• _Assignment_
Word for word, set down the full listing below.

• _Dataset records_

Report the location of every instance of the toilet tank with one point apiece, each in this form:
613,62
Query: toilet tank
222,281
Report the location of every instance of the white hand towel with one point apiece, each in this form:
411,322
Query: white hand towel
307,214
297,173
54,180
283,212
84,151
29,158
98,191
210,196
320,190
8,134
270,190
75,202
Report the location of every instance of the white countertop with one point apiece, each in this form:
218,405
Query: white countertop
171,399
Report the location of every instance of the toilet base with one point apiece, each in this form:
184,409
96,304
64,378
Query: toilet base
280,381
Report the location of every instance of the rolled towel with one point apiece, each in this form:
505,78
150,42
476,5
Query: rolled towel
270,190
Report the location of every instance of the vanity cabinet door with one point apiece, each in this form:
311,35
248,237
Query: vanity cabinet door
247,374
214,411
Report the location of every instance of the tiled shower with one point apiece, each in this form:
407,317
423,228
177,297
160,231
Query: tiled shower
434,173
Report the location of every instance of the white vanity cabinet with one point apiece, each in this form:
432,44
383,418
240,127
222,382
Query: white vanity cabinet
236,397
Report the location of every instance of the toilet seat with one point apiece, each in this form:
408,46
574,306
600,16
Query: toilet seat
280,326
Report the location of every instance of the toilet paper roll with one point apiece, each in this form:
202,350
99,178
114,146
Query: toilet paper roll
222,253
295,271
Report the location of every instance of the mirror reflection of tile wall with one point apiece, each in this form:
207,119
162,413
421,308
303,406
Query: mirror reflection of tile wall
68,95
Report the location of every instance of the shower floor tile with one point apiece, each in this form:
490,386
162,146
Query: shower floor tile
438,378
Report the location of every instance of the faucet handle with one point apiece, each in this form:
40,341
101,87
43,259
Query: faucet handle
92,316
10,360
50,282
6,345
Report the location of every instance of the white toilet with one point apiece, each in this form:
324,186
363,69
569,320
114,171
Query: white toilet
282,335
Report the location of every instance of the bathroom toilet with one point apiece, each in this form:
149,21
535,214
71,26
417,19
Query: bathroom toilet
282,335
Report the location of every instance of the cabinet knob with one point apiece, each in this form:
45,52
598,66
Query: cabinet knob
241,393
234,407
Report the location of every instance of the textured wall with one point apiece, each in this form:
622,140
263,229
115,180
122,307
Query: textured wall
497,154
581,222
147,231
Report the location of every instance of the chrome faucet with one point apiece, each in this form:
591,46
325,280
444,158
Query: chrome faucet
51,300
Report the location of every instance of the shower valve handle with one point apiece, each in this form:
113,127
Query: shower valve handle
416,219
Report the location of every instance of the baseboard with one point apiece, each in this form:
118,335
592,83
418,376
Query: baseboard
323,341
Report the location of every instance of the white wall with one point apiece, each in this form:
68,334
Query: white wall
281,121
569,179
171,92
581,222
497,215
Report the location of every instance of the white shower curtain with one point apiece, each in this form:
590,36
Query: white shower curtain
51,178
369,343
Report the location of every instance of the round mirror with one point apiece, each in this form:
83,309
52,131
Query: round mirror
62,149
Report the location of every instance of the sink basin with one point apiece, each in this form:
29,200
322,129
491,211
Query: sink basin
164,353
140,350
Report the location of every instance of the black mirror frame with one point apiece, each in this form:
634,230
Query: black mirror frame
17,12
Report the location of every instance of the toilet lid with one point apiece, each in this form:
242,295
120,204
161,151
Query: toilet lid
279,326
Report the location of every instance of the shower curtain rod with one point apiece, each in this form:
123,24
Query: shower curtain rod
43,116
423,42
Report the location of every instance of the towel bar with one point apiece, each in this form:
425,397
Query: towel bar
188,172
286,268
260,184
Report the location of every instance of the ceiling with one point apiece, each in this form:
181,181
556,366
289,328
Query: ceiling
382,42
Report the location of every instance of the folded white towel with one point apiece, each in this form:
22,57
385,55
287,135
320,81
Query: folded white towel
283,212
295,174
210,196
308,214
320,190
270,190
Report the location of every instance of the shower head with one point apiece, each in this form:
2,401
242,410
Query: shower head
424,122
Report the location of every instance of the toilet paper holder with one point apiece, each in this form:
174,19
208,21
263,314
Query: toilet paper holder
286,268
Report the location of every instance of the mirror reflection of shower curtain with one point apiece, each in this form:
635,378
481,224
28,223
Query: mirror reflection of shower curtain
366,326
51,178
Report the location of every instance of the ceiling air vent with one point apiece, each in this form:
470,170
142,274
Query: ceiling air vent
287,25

• _Output below_
Report the location of every instance of the toilet tank with one point apiece, each in this form:
613,62
Query: toilet tank
222,281
Report the location of every instance of the white hand towel with one point apiece, each in this form:
411,322
Query: white hand towel
307,214
297,173
54,180
283,212
84,151
29,158
98,191
210,196
320,190
8,134
270,190
75,202
Report the location of every instance of the white countertop with one point apiece, each in this form:
218,405
Query: white countertop
171,399
Report the location of every instance of the toilet base with one point apiece, each in this form:
184,409
96,304
64,378
Query: toilet base
280,381
Report the location of every instance of the rolled towel with one point apiece, each in this form:
505,78
150,42
476,5
Query: rolled towel
270,190
Report the location of every instance of the vanity cabinet door with one point apiece, each in this form:
311,35
248,237
Query: vanity cabinet door
247,374
214,411
Report the location of every instance of the tiled shower with one point apiece, each in this form:
407,317
423,228
177,297
160,231
Query: tiled shower
434,173
Report the location of every instance of the white vanity cabinet with one point apiece, each in this form:
432,44
383,418
240,127
222,382
Query: white vanity cabinet
236,397
Report the location of every instance of the toilet seat with one point apiece, each in this form:
408,46
574,306
600,16
Query: toilet seat
280,326
Report the location of every instance of the toilet paper roll with one point apiece, each in this form:
202,350
99,178
114,146
Query: toilet paper roll
222,253
295,271
Report the location of every instance of the mirror reflection of tile wall with one point apiece, each in this form:
207,119
162,413
421,308
303,406
Query: mirror reflection of tile wall
68,95
Report the location of every instance of the shower floor tile with one point apiece, each in this form:
490,386
162,146
Query: shower floor tile
438,378
Report the location of every instance of the faucet handle with one point apiece, each in this form:
40,341
101,87
43,259
Query: faucet handle
92,316
10,360
50,282
6,345
Report the location of every instance of the white toilet with one point apiece, each in this form:
324,186
363,69
569,320
114,171
Query: white toilet
282,335
Report the location of every instance of the bathroom toilet with one point apiece, each in this form:
149,21
535,214
71,26
417,19
Query: bathroom toilet
282,335
Report the location of every instance of the cabinet knob with one point apiece, each in this form:
45,52
598,66
Query: cabinet knob
241,393
234,407
Report the location of every instance of the textured wall with one point apiece, each in this form:
622,140
263,229
115,180
122,307
Query: textured wall
497,154
581,222
147,231
Report the location of every instance of the chrome faucet with one point apiece, each in this form:
591,46
325,280
444,158
Query: chrome faucet
51,300
Report the location of every instance of the shower valve handle with one point apiece, each in this form:
113,127
Query: shower valve handle
416,219
Report the location of every instance of the baseboard with one point apiece, each in this form:
118,335
592,83
418,376
Query: baseboard
323,341
Report the location of every instance of the white wall with one point apiece, each in this form:
68,334
Query: white wall
281,121
569,179
171,92
581,222
497,215
Report the location of every instance of the white shower curtain with one point apiece, each in this form:
590,36
Query: white shower curtain
51,178
369,343
Report the location of every instance of the round mirror with one point apiece, each in this form:
83,309
52,131
Query: round mirror
62,149
Report the location of every instance of the sink basin with one point apiece, each in this form:
29,200
322,129
491,211
Query: sink basin
164,353
140,350
Report the location of every instance of the black mirror frame with one point apiece, each in this form:
634,230
Query: black mirror frame
17,12
Report the location of every instance of the toilet lid with one point apiece, each in this form:
242,295
120,204
161,151
Query: toilet lid
279,326
Report the location of every instance of the shower curtain rod with one point apiece, each in this form:
123,24
Query: shower curtain rod
43,116
423,42
Report the location of every instance of the towel bar with one point apiece, each in this form:
425,397
Query: towel bar
188,172
286,268
260,184
Report the location of every instance of the ceiling with one point apiece, each in this form:
181,181
556,366
289,328
Query: ceiling
382,42
Report the location of every instance of the folded white towel with one point apiece, each in this form:
22,57
385,55
287,135
320,81
Query: folded white towel
283,212
295,174
210,196
308,214
320,190
270,190
Report the location of every instance of the shower head with one point apiece, each in this form:
2,401
242,410
Query: shower head
424,122
Report the location of every instance of the toilet paper holder with one point apiece, each in this form:
174,19
208,21
263,314
Query: toilet paper holder
286,268
Report the location of every instance of the mirror reflection of shower curtain with one point apiece, each in this form:
635,378
481,224
28,223
Query: mirror reflection of shower curtain
366,326
51,178
Report the location of every instance of the ceiling air vent with one point apiece, each in this form:
470,170
142,274
Query: ceiling air vent
287,25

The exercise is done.